:: TASKS TO CARRY OUT ::
**A.** In the Kokoro TTS installation guide, what minimum Python version is required?
**B.** Pick up the Kokoro TTS installation guide at the point where it stops, and write the steps that would come next.

:: TEXT FOR ANALYSIS ::
┌────────

ComfyUI installed and working
Python 3.8 or newer
PyTorch 2.0+ (already included with ComfyUI)

Option 1: Install via ComfyUI-Manager (Recommended)

Open ComfyUI
Click on "Manager" in the menu
Go to "Install Custom Nodes" tab
Search for "Geeky Kokoro TTS"
Click "Install" and restart ComfyUI when prompted

Option 2: Manual Installation

Clone this repository into your ComfyUI's custom_nodes folder:

cd ComfyUI/custom_nodes
git clone https://github.com/GeekyGhost/ComfyUI-Geeky-Kokoro-TTS.git

Install the required dependencies:

cd ComfyUI-Geeky-Kokoro-TTS
pip install -r requirements.txt

# Optional but recommended for better audio processing:
pip install resampy==0.4.2
pip install librosa>=0.10.0

Download the required model files manually:

mkdir -p models
cd models
# Download the model file (about 83 MB)
wget https://github.com/nazdridoy/kokoro-tts/releases/download/v1.0.0/kokoro-v1.0.onnx
# Download the voices file (about 1.3 MB)

└────────

:: DATA UNDER STUDY ::
┌────────

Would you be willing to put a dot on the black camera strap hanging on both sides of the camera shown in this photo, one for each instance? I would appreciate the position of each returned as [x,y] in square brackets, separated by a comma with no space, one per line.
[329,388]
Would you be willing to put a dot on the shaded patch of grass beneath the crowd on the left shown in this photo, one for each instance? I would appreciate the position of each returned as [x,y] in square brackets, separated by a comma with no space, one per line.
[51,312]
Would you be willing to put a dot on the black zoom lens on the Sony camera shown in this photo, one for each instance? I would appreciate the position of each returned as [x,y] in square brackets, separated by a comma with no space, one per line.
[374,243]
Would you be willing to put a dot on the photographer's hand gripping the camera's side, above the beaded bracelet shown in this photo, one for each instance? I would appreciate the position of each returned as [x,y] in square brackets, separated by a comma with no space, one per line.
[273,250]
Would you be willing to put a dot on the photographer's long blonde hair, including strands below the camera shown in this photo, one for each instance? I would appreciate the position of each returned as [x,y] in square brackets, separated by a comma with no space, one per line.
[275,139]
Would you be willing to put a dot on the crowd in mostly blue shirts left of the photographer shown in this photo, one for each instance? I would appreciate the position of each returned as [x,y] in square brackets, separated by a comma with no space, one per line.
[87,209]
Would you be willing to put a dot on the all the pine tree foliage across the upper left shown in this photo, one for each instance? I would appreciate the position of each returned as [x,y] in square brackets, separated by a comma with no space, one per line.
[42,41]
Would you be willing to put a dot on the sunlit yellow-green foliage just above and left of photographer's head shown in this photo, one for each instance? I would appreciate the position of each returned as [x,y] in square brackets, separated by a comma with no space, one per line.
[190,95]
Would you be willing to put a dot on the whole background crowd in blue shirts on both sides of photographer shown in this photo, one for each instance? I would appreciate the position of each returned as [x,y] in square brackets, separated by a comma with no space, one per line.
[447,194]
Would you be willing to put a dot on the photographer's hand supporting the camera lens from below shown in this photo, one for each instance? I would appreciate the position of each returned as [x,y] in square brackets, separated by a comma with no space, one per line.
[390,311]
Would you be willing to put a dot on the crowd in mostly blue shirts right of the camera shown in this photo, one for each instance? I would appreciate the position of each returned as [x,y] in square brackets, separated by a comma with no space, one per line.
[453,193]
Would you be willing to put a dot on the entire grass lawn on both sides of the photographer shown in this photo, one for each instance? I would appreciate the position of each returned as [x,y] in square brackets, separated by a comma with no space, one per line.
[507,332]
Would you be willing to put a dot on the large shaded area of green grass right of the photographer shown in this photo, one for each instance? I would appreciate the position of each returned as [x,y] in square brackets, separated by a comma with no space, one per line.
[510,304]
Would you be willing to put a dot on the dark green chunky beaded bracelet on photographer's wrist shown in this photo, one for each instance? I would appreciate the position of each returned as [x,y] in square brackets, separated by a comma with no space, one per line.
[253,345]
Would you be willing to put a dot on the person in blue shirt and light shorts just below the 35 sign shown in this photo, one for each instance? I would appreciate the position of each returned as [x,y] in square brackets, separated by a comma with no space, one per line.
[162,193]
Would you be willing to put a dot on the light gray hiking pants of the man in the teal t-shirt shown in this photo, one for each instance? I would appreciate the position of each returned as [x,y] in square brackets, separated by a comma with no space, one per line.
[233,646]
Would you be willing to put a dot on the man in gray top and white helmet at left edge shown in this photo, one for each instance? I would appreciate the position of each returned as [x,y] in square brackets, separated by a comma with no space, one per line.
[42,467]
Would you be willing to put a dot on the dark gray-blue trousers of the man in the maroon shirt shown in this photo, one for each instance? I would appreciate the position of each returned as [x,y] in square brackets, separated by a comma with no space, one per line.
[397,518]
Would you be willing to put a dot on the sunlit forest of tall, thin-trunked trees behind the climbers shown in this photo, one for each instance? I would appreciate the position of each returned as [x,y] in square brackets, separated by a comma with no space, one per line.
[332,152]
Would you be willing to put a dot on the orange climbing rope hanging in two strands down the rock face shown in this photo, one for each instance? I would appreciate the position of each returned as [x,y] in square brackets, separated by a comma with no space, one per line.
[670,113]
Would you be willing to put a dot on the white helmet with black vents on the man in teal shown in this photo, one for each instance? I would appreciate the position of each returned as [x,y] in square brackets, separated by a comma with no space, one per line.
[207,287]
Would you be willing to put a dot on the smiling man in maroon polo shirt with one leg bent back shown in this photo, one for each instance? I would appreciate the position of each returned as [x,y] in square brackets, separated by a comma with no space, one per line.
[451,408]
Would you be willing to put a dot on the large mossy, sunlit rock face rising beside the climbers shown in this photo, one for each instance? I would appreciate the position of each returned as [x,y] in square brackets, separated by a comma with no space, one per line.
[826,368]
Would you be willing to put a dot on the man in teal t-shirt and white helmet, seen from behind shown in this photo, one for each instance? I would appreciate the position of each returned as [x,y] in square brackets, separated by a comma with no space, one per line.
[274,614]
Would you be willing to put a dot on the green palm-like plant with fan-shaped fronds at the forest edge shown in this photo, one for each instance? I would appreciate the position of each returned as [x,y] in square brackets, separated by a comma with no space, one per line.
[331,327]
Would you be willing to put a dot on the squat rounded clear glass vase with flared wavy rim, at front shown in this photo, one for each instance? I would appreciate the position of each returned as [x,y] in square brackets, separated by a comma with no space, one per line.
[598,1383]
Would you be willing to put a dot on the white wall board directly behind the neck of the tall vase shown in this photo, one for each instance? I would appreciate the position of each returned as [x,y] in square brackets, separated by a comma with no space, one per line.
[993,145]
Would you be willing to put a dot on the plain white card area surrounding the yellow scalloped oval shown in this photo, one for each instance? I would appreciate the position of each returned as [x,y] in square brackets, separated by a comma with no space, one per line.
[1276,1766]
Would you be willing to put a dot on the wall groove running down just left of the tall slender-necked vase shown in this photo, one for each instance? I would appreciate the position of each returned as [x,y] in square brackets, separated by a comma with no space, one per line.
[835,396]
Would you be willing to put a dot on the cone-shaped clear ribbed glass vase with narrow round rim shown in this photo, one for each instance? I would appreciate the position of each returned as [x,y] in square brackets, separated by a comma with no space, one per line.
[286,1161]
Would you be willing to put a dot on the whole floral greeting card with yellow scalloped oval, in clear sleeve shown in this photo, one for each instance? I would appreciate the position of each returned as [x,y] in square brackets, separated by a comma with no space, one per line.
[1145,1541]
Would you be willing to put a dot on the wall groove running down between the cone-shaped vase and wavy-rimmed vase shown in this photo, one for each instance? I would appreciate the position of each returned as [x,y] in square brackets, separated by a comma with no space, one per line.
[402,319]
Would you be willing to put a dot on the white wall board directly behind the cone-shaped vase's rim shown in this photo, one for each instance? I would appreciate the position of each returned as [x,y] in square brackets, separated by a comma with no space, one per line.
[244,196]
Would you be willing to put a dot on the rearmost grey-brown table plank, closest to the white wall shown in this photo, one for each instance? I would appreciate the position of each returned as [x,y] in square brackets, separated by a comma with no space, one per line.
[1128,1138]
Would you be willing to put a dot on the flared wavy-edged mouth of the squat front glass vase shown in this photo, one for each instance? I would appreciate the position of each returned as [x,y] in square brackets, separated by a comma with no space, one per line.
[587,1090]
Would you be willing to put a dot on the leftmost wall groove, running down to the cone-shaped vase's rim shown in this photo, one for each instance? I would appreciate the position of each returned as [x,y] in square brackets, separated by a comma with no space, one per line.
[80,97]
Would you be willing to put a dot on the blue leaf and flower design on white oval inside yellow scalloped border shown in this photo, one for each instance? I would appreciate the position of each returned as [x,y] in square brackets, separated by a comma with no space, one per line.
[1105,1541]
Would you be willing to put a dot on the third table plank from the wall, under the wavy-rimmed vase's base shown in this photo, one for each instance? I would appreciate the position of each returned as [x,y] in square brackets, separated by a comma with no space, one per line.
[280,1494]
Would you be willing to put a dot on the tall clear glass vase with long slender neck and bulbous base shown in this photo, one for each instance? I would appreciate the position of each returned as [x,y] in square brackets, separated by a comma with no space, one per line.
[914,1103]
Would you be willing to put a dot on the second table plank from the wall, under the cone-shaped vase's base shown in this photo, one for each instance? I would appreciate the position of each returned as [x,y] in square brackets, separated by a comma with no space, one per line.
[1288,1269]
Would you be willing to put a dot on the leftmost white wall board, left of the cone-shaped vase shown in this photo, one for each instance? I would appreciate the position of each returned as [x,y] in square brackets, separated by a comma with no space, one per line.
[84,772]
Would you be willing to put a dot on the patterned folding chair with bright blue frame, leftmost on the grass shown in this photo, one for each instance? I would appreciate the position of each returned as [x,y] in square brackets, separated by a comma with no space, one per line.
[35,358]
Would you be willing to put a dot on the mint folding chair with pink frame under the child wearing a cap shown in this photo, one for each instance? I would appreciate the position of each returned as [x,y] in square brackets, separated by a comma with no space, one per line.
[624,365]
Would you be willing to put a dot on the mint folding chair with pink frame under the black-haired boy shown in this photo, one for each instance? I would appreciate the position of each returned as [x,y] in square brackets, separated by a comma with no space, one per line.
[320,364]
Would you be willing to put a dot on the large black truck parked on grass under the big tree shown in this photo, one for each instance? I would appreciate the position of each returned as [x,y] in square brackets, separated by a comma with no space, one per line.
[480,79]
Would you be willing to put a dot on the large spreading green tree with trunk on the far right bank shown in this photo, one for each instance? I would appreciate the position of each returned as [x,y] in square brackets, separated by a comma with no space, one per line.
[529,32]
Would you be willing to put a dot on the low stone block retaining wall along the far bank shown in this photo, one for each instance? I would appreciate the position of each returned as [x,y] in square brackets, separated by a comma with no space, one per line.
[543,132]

└────────

:: LIST OF ANSWERS ::
**A.** Python 3.8 or newer.

**B.**
wget https://github.com/nazdridoy/kokoro-tts/releases/download/v1.0.0/voices-v1.0.bin

Restart ComfyUI

Important Installation Notes

Directory Structure: When installing manually, ensure the node is in a folder named ComfyUI-Geeky-Kokoro-TTS (not geeky_kokoro_tts) under your ComfyUI's custom_nodes directory.
Model Files: The node will look for model files in:
- ComfyUI/custom_nodes/ComfyUI-Geeky-Kokoro-TTS/models/
- Hugging Face cache directory (automatically downloaded when using ComfyUI-Manager)
First Run: On first run, the node will download additional voice data from Hugging Face if needed.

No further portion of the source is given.